### À FAIRE
Pour chaque affirmation ci-dessous, dites si elle concorde avec le texte sur François Fillon, par oui ou par non, en citant les mots décisifs du texte.
1. François Fillon s’exprime derrière le pupitre.
2. François Fillon fait son autocritique sur la loi d’orientation sur l’école.
3. Gilbert Barbier est sénateur.

### TEXTE EXTRAIT
•••

François Fillon a cédé à la nouvelle mode : il dédaigne le pupitre derrière lequel le sénateur Gilbert Barbier et le député-maire Jean-Marie Sermier, fillonistes revendiqués, l’ont précédé avec des mots accueillants. Il se tient debout sur la scène micro en main. Il évoque les deux millions de jeunes sortis du système scolaire sans qualification ni emploi, « dans la rue ». On aimerait entendre une autocritique sur la fameuse loi d’orientation sur l’école votée il y a une dizaine d’années lorsqu’il était lui-même ministre de l’Education nationale, cette loi qui parachevait et amplifiait même celle de 1989 de Lionel Jospin, pilier du pédagogisme. L’autocritique ne viendra pas. L’autorité dans les classes, dont il appelle le rétablissement ravissant l’assistance, aurait-elle été davantage préservée si Jospin n’avait pas écouté Philippe Meirieu, et si Fillon n’avait pas écouté Claude Thelot ? Rien n’est moins sûr.

Le syndrome « Reine des neiges »

•••

### LIGNES EXTRAITES
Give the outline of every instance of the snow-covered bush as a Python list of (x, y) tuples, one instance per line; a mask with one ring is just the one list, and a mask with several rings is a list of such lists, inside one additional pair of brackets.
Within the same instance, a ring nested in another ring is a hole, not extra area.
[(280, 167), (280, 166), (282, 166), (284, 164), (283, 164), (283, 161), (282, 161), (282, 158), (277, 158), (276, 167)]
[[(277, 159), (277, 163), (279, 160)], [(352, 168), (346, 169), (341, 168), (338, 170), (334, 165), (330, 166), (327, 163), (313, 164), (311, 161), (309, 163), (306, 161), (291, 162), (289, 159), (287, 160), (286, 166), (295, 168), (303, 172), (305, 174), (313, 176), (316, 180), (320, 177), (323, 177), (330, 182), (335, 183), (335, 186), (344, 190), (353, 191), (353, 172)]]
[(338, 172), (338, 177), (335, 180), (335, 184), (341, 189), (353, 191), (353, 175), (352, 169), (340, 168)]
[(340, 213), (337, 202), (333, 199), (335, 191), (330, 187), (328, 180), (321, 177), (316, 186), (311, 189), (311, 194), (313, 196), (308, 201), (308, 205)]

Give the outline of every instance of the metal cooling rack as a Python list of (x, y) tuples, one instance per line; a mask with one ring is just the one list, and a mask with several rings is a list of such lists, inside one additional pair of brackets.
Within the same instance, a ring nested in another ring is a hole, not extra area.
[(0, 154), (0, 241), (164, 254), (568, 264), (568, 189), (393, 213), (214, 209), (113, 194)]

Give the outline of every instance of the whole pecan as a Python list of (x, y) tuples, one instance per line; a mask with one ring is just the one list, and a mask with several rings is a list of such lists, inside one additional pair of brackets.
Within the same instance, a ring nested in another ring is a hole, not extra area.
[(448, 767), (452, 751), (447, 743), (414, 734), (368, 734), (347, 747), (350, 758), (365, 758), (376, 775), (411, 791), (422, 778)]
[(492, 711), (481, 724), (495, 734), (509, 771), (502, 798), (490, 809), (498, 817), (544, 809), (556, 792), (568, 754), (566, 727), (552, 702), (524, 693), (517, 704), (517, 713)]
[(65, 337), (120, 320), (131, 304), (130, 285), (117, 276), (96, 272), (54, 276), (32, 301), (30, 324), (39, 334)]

•••

### TÂCHE TERMINÉE
1. Non : « il dédaigne le pupitre »
2. Non : « L’autocritique ne viendra pas. »
3. Oui : « le sénateur Gilbert Barbier »